▶ [DATASET CONTENT]:

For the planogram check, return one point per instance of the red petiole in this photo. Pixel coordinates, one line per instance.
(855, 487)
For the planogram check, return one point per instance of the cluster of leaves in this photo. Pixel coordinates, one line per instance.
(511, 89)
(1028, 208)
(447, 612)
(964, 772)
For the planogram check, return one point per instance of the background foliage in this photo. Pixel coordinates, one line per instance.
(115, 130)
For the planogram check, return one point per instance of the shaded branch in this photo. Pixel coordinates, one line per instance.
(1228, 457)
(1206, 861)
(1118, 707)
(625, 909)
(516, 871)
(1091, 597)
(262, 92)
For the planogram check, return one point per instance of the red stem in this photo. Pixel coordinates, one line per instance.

==

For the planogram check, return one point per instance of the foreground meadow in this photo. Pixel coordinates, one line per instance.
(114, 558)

* * *

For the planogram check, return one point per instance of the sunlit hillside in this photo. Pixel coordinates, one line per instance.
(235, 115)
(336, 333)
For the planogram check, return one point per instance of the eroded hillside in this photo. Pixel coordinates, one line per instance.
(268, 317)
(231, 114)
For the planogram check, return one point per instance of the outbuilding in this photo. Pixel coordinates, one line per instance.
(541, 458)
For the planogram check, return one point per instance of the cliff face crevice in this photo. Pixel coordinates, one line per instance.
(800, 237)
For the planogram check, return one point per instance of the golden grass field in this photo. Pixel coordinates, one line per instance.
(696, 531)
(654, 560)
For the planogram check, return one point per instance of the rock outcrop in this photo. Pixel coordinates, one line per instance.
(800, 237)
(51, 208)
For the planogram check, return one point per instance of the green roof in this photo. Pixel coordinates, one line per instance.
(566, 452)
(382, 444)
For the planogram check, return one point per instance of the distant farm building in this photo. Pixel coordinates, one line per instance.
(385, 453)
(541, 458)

▶ [WHAT THE EXERCISE ASKS]: Print, character for character, the lines above that begin with the line containing "the red petiole" and end with the line containing "the red stem", including both of those lines.

▶ [ANSWER TO THE TASK]:
For the planogram check, return one point per instance of the red petiole in this photo. Pixel coordinates, one line per instance.
(855, 487)
For the planogram check, return one point per instance of the cluster of leaves in this photo. Pixel coordinates, one line per instance.
(511, 89)
(1028, 208)
(447, 612)
(964, 772)
For the planogram check, return one point per instance of the background foliage in this photo. Pixel coordinates, one line per instance.
(115, 130)
For the planogram check, return one point per instance of the shaded branch in this photo. Pixel coordinates, one line per instance.
(1228, 457)
(1206, 861)
(1118, 707)
(625, 909)
(516, 871)
(1091, 597)
(262, 92)
For the planogram check, return one point per instance of the red stem in this photo. Pixel coordinates, one line per instance.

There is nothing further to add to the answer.